Whenever a line below holds the word "white", count it; please give only the final number.

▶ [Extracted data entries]
::::::::::

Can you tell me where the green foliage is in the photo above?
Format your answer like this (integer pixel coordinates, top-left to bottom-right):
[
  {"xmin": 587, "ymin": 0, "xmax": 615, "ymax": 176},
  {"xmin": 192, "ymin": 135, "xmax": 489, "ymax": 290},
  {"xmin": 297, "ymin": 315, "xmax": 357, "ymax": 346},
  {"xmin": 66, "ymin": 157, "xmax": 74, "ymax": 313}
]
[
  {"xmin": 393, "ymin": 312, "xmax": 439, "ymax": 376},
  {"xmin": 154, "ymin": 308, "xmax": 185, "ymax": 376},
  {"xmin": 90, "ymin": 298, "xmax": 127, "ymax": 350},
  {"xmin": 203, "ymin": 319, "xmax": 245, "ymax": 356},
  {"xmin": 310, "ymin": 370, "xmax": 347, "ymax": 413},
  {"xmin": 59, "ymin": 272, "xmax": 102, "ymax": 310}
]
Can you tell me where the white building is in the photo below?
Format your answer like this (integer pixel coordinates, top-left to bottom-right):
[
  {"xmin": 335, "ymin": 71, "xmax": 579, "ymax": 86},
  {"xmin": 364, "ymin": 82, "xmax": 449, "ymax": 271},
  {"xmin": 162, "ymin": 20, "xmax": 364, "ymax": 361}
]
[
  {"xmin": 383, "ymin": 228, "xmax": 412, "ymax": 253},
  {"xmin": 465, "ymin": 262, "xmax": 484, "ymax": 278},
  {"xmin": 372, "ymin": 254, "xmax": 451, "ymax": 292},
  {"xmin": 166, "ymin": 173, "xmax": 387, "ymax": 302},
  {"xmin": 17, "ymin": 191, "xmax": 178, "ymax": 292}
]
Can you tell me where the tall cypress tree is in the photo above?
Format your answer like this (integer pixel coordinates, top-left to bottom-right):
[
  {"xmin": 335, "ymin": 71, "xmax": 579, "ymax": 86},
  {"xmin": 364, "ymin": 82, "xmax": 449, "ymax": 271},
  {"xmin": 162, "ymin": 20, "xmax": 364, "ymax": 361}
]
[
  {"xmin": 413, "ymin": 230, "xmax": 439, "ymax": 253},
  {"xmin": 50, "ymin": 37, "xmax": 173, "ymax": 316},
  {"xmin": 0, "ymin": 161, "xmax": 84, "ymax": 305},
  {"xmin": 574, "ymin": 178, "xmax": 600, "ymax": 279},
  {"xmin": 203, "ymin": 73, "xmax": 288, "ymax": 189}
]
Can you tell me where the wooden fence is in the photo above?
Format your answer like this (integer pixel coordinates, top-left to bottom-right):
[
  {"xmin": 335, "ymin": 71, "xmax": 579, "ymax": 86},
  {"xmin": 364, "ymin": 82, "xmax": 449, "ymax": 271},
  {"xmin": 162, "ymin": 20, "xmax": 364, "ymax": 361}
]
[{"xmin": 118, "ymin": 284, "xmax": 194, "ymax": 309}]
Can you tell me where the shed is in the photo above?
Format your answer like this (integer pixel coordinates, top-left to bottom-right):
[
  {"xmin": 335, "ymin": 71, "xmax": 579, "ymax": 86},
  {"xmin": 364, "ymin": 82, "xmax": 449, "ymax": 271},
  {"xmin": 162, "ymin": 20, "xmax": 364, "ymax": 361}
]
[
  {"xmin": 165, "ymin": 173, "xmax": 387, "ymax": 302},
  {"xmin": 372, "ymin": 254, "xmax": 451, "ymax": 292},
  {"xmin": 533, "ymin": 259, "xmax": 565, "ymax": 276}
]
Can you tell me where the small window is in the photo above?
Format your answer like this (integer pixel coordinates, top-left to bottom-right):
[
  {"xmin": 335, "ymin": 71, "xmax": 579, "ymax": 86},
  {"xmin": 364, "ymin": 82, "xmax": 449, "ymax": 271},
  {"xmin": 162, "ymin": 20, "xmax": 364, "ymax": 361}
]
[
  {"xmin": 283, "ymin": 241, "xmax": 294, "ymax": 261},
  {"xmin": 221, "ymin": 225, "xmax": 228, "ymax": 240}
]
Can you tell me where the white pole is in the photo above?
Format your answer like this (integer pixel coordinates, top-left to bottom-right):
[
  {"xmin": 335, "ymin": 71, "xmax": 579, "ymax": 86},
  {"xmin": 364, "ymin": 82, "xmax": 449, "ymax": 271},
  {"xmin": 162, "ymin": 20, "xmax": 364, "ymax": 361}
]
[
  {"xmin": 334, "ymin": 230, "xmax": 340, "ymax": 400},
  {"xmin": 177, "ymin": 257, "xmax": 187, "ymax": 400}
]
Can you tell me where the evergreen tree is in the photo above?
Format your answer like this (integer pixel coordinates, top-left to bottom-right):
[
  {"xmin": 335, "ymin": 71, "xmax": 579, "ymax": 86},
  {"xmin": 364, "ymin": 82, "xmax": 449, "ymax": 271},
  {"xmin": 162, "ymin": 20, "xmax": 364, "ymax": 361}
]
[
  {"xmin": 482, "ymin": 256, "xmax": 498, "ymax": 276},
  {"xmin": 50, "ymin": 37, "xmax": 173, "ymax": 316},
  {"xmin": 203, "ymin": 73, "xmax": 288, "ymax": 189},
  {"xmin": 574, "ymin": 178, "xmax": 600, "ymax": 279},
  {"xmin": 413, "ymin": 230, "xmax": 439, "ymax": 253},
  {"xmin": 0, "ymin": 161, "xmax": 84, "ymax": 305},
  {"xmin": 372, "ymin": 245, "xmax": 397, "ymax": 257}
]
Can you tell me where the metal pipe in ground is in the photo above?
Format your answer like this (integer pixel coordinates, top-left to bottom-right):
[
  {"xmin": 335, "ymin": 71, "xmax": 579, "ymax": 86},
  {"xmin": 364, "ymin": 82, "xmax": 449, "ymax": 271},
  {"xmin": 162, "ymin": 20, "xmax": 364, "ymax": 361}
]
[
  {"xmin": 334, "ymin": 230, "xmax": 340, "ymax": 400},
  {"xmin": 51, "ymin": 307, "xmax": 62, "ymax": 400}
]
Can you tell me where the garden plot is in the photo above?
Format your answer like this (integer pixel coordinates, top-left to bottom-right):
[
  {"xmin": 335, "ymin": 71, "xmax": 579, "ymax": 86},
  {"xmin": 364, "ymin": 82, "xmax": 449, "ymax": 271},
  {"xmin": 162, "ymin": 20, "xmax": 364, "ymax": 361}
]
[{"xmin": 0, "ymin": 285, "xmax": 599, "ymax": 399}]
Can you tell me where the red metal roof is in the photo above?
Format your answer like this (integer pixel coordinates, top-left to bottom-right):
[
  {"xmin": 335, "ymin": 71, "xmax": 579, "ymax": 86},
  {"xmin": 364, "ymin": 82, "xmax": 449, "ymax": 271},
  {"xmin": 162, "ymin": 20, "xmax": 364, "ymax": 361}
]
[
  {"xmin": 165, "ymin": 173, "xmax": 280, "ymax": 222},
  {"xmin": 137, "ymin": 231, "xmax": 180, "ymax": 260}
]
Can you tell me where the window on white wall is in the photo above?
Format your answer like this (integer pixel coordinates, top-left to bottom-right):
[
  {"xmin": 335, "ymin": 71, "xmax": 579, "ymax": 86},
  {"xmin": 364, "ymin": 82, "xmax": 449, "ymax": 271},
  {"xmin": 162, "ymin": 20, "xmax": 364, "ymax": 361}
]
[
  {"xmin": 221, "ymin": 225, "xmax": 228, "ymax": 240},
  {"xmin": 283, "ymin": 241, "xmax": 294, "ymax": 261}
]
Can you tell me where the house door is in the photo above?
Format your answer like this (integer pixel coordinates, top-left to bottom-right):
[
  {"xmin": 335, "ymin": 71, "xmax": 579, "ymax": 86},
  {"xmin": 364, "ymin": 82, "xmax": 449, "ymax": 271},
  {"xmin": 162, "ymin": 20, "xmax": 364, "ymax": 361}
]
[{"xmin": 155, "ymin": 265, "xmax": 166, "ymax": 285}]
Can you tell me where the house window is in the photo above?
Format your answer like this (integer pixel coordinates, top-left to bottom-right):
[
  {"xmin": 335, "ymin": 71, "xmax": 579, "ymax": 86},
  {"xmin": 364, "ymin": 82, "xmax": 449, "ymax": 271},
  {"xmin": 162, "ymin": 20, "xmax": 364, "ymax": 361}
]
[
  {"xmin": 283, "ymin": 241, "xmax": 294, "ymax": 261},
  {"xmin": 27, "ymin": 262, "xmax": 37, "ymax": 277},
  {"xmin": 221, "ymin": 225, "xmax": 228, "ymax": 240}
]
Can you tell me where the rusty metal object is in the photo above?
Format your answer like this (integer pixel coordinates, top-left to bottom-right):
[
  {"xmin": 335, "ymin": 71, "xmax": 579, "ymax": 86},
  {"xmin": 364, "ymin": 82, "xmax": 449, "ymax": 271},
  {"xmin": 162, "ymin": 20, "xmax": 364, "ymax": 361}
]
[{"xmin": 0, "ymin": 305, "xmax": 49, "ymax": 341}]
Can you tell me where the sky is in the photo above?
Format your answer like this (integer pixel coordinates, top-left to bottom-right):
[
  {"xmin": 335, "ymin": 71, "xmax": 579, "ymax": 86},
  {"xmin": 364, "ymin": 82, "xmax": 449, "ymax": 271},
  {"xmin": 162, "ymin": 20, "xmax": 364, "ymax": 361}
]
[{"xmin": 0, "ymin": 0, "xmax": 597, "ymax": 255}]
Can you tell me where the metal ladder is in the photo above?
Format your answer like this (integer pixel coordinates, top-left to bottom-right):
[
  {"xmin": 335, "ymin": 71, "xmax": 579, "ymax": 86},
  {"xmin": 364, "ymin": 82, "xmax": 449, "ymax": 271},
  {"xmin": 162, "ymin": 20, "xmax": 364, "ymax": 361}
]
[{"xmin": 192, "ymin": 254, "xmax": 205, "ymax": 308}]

::::::::::

▶ [ANSWER] 3